▶ **GOAL**
Arrange every line of all the entries below as a numbered list, skipping any blank lines. Leave the pictures out of your answer.
··· DATA LISTING
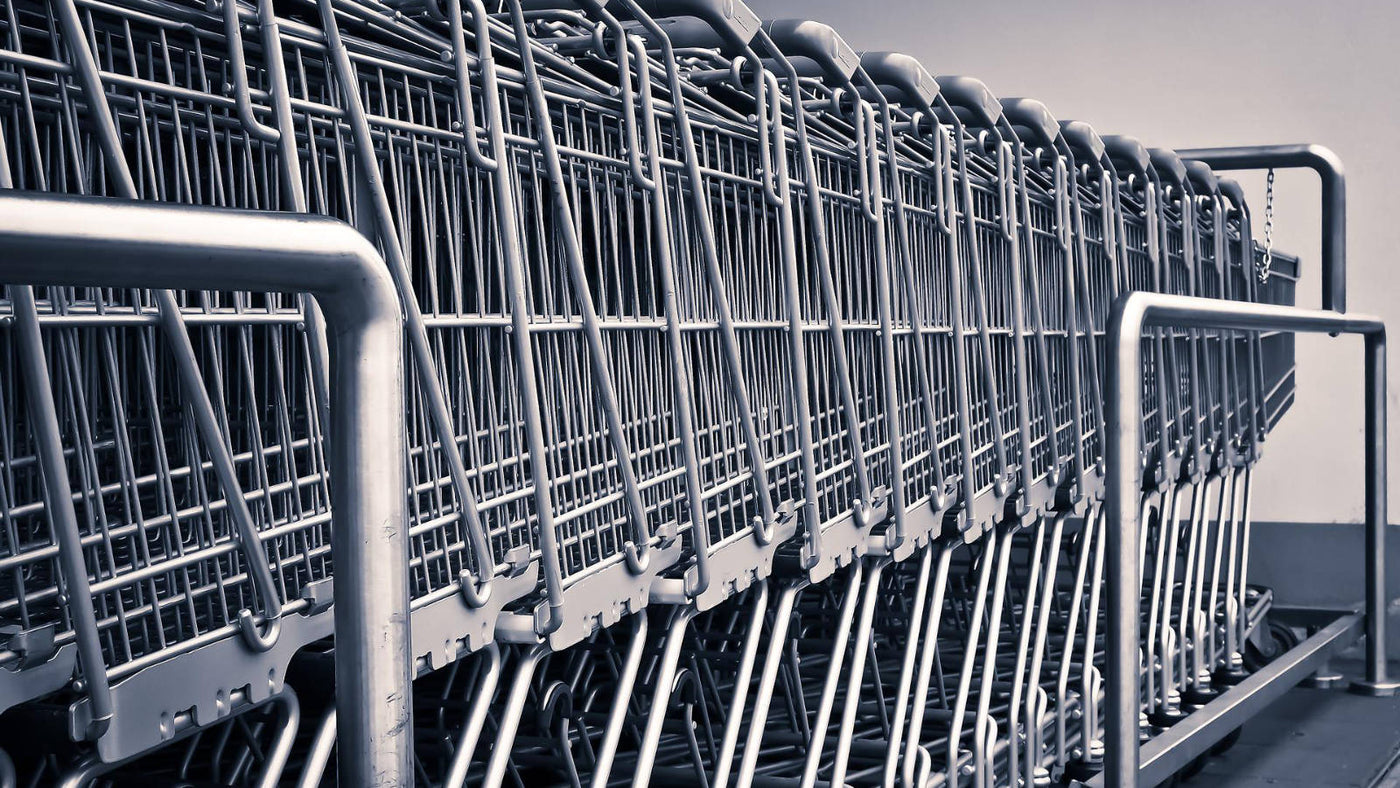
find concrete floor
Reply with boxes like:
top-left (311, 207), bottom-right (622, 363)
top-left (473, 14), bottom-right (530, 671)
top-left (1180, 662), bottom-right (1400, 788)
······
▶ **TASK RESPONSE**
1. find concrete floor
2. Reply with boxes like:
3. top-left (311, 207), bottom-right (622, 363)
4. top-left (473, 14), bottom-right (530, 671)
5. top-left (1180, 662), bottom-right (1400, 788)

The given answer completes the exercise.